- RAW DATA
******
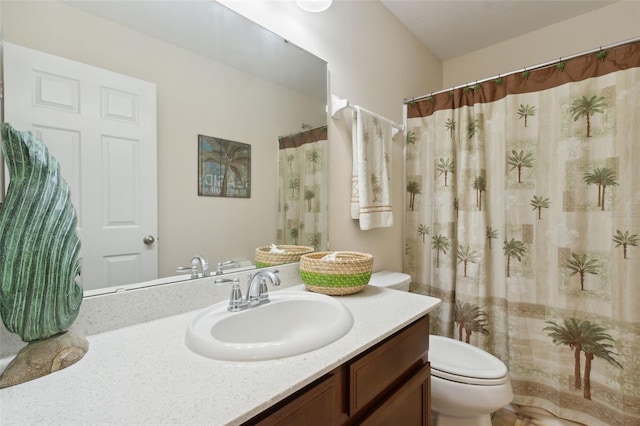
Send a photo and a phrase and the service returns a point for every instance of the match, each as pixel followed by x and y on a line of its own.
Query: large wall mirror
pixel 216 74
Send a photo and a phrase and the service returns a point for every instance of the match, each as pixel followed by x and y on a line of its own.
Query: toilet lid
pixel 390 279
pixel 462 362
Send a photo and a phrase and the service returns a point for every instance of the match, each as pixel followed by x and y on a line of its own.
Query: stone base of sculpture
pixel 44 357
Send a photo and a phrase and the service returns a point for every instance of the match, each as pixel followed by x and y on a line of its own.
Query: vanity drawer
pixel 387 365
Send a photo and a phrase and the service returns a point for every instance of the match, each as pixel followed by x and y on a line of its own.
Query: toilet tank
pixel 388 279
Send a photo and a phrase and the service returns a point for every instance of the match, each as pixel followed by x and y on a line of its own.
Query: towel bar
pixel 338 105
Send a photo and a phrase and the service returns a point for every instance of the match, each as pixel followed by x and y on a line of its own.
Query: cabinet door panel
pixel 313 407
pixel 382 368
pixel 407 406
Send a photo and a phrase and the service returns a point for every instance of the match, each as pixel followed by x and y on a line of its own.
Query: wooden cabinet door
pixel 408 406
pixel 313 407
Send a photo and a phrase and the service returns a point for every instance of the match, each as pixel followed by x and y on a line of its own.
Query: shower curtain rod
pixel 539 66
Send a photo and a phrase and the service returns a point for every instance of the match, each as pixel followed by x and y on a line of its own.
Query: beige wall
pixel 374 62
pixel 611 24
pixel 195 96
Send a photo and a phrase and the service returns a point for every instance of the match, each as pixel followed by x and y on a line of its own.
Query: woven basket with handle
pixel 346 273
pixel 265 258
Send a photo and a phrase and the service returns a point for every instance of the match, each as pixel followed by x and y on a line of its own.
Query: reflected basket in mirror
pixel 266 257
pixel 336 273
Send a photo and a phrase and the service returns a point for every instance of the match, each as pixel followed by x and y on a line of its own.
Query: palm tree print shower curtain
pixel 302 189
pixel 523 216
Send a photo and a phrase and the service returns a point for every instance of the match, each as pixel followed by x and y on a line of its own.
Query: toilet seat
pixel 461 362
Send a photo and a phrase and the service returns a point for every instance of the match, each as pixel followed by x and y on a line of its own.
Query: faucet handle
pixel 236 303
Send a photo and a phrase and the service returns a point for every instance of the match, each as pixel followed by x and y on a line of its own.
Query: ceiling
pixel 450 28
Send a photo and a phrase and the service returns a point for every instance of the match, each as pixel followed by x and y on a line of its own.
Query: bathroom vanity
pixel 144 374
pixel 388 384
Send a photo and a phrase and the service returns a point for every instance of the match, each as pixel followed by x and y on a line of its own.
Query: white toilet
pixel 467 383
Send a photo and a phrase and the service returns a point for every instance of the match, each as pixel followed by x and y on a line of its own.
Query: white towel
pixel 371 176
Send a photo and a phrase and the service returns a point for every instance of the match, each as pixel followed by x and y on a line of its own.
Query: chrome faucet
pixel 257 291
pixel 204 267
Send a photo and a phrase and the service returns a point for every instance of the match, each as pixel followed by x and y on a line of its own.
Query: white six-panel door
pixel 101 127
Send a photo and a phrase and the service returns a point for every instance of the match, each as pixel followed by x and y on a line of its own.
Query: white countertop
pixel 145 375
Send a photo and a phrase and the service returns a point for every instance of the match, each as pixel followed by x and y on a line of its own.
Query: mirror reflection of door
pixel 101 127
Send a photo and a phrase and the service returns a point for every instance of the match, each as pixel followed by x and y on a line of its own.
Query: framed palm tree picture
pixel 224 168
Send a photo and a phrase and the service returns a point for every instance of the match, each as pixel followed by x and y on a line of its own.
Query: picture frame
pixel 224 168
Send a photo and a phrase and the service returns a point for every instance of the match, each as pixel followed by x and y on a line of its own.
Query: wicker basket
pixel 265 258
pixel 349 273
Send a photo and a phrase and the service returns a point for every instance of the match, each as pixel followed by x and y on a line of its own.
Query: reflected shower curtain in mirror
pixel 523 216
pixel 302 183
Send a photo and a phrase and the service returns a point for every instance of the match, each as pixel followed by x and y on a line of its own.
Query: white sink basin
pixel 293 322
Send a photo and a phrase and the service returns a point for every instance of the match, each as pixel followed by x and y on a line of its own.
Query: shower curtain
pixel 303 189
pixel 523 216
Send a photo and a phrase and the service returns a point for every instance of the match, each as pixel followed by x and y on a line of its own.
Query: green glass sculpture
pixel 39 295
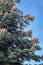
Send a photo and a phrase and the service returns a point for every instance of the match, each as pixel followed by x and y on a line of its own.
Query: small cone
pixel 36 40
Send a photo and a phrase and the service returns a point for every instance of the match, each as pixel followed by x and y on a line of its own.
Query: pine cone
pixel 36 40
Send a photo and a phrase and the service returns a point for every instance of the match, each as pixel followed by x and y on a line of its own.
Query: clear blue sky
pixel 35 8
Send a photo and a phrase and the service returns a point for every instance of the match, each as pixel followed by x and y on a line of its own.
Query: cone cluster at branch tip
pixel 14 9
pixel 29 33
pixel 29 17
pixel 36 40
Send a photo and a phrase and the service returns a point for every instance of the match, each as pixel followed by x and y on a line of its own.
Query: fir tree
pixel 15 44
******
- YOUR TASK
Could you copy out every line of the listing above word for word, leaving out the pictures?

- SOLUTION TO THE PROBLEM
Send a photo and a phrase and the service returns a point for every instance of the match, each as pixel followed by x and y on a line of its own.
Query: large wall mirror
pixel 216 74
Send a photo and a phrase and the service returns a point for every instance of the match, each as pixel followed by x and y on a line of its own.
Query: toilet lid
pixel 390 279
pixel 462 362
Send a photo and a phrase and the service returns a point for every instance of the match, each as pixel followed by x and y on a line of its own.
Query: stone base of sculpture
pixel 44 357
Send a photo and a phrase and the service returns a point for every instance of the match, each as pixel followed by x and y on a line of its own.
Query: vanity drawer
pixel 387 365
Send a photo and a phrase and the service returns a point for every instance of the match, each as pixel followed by x and y on a line of its own.
Query: toilet tank
pixel 388 279
Send a photo and a phrase and the service returns a point for every instance of the match, each as pixel followed by x and y on a line of its own.
Query: towel bar
pixel 338 105
Send a photo and a phrase and the service returns a point for every instance of the match, each as pixel followed by x and y on a line of its own.
Query: cabinet door panel
pixel 313 407
pixel 382 368
pixel 407 406
Send a photo and a phrase and the service returns a point for every instance of the match, each as pixel followed by x and y on a line of its own.
Query: wooden cabinet door
pixel 408 406
pixel 313 407
Send a photo and a phrase and the service returns a point for every instance of the match, each as pixel followed by x and y on a line of its own.
Query: shower curtain rod
pixel 539 66
Send a photo and a phrase and the service returns a point for every instance of the match, each as pixel followed by x and y on a line of its own.
Query: beige wall
pixel 374 62
pixel 611 24
pixel 195 96
Send a photo and a phrase and the service returns a point for every instance of the match, each as pixel followed by x and y on a line of its own.
Query: woven basket with handle
pixel 346 273
pixel 265 258
Send a photo and a phrase and the service returns a point for every instance of the match, each as pixel followed by x and y on a line of its own.
Query: reflected basket in mirror
pixel 266 257
pixel 336 273
Send a photo and a phrase and the service returns a point for every instance of the match, each as pixel followed by x and y on a line of its own.
Query: palm tree print shower curtain
pixel 302 189
pixel 523 216
Send a photo and a phrase and the service returns a point for every instance of the match, each as pixel followed by x and y on a line of its own.
Query: toilet seat
pixel 461 362
Send a photo and a phrase and the service returns a point for every instance of the match, each as pixel followed by x and y on a line of its own.
Query: faucet handle
pixel 236 303
Send a photo and a phrase and the service returns a point for every instance of the match, each as pixel followed by x and y on a line of its own.
Query: ceiling
pixel 450 28
Send a photo and a phrase and the service returns a point for every instance of the match, each as pixel followed by x and y on a line of its own.
Query: bathroom vanity
pixel 144 374
pixel 388 384
Send a photo and a phrase and the service returns a point for every instance of the match, each as pixel followed by x and y on a line of its own.
Query: white toilet
pixel 467 383
Send a photo and a phrase and the service returns a point for every instance of the match, each as pixel followed by x and y on a line of its own.
Query: white towel
pixel 371 176
Send a photo and a phrase and the service returns a point for every instance of the match, each as pixel followed by x and y on a line of its own.
Query: chrome faucet
pixel 257 291
pixel 204 267
Send a photo and a phrase and the service returns a point for every instance of the match, each as pixel followed by x and y on a line of its own.
Query: white six-panel door
pixel 101 127
Send a photo and a phrase and the service returns a point for every instance of the match, each as pixel followed by x and y on a line of its own.
Query: white countertop
pixel 145 375
Send a photo and a phrase and the service returns a point for every instance of the match, each as pixel followed by x and y on a line of its own.
Query: mirror reflection of door
pixel 101 127
Send a photo and a phrase and the service returns a point for every instance of the match, each as pixel followed by x and y on a line of its own.
Query: framed palm tree picture
pixel 224 168
Send a photo and a phrase and the service returns a point for every instance of the match, each as pixel followed by x and y on a line of its own.
Query: picture frame
pixel 224 168
Send a photo and a phrase and the service returns a point for every instance of the match, each as pixel followed by x and y on a line of its own.
Query: wicker basket
pixel 265 258
pixel 349 273
Send a photo and a phrase and the service returns a point for every instance of the match, each as pixel followed by x and y on a line of its own.
Query: reflected shower curtain in mirror
pixel 523 216
pixel 302 183
Send a photo and a phrase and the service returns a point for every instance of the match, each as pixel followed by x and y on a line of its own.
Query: white sink basin
pixel 293 322
Send a photo and a phrase and the service returns a point for every instance of the match, each as pixel followed by x and y on a line of its own.
Query: shower curtain
pixel 303 189
pixel 523 216
Send a photo and a phrase and the service returns a point for every instance of the match, each as pixel followed by x and y on a line of its own.
Query: green glass sculpture
pixel 39 295
Send a photo and a phrase and the service returns a point for every instance of the match, each as pixel followed by x and y on a line of its own.
Query: small cone
pixel 36 40
Send a photo and a phrase and the service returns a point for every instance of the match, each as pixel followed by x and y on a line of its own.
Query: pine cone
pixel 36 40
Send a photo and a phrase and the service returns a point for every instance of the match, each as pixel followed by x and y on a line of its own.
Query: clear blue sky
pixel 35 8
Send a photo and a phrase and the service returns a point for every instance of the match, each as pixel followed by x and y on a line of its own.
Query: cone cluster at branch tip
pixel 14 9
pixel 29 33
pixel 29 17
pixel 36 40
Send a photo and a phrase and the service returns a point for every instance of the match, each as pixel followed by x and y on a line of its own.
Query: fir tree
pixel 15 44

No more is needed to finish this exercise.